• _Given exercise_
Return each of the following rows verbatim, with no alterations.
☆ ☆ ☆ ☆ ☆
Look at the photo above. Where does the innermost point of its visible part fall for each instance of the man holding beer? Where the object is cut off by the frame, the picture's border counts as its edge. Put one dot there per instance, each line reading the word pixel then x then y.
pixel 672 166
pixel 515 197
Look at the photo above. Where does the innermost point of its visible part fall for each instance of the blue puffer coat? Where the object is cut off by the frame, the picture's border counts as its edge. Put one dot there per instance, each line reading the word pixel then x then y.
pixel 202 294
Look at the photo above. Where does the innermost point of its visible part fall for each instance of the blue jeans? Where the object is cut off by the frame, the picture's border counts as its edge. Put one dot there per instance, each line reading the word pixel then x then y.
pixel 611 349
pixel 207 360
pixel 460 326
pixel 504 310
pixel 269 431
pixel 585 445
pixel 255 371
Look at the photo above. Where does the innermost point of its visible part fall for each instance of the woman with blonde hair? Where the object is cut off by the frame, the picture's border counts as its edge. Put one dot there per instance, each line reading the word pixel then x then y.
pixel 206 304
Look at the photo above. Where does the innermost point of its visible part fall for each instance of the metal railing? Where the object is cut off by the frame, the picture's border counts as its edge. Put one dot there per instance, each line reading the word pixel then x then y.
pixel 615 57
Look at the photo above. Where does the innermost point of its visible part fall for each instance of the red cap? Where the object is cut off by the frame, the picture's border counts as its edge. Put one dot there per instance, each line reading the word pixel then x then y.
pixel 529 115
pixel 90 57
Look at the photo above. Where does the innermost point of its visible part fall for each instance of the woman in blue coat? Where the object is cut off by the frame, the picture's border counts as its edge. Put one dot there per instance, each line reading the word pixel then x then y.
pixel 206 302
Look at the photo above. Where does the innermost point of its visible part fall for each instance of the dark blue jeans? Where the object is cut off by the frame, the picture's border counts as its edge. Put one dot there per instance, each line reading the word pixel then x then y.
☆ ☆ ☆ ☆ ☆
• _Result below_
Look at the photo above. Where does the innermost point of its visible part fall for each instance of the man holding beer? Where the object is cut off by the frame, the picture's border counts as its edge. Put one dot there per instance, each line reading the word pixel then x then y.
pixel 672 166
pixel 515 197
Look at the photo above. Where does the innermost point of its visible part fall for each instance of the blue puffer coat? Where the object is cut off by the frame, the picture's border counts as its edge. Put one dot there per instance, each line reading the word pixel then x then y.
pixel 202 294
Look at the photo above. Where does the innermost point of its visible part fall for each instance of the blue jeans? Where the object is cut off by the frame, the picture's border counts as its edge. Put one dot there per instance, each line reading the word pixel then x then y.
pixel 611 349
pixel 207 360
pixel 460 326
pixel 504 310
pixel 269 431
pixel 585 445
pixel 255 371
Look at the photo above. Where does the innermost point of its visible part fall for each instance of the woman with blonde hair? Where the object is cut off by the frame, the picture's border counts as its edge. Put one dot there per instance, each line reading the word pixel then x then y.
pixel 206 304
Look at the photo above. Where does the innermost point of its visible part fall for each instance of the metal railing? Where the object is cut off by the frame, the picture's border counts as its edge. Put one dot there per instance, each line reading the word pixel then x then y.
pixel 615 57
Look at the photo above. Where does the innermost point of its visible part fall for each instance of the red cap? Where the object is cut off by the frame, the picture's border counts as its edge. Put one dot there per instance, each line reading the word pixel then x then y.
pixel 529 115
pixel 90 57
Look at the photo above. Where does the innermost point of its visible part fall for each instance of the woman in blue coat? Where the object is cut off by the frame, the picture's border counts as its edge. Put one dot there per instance, each line reading the word pixel then x then y.
pixel 206 302
Look at the photo above. Where does the innermost point of its visible part fall for each instance of the dark blue jeans? Where the object is cut off by the frame, the picture's border counts as its edge. Put one dot there per instance, each line reading the word pixel then x then y.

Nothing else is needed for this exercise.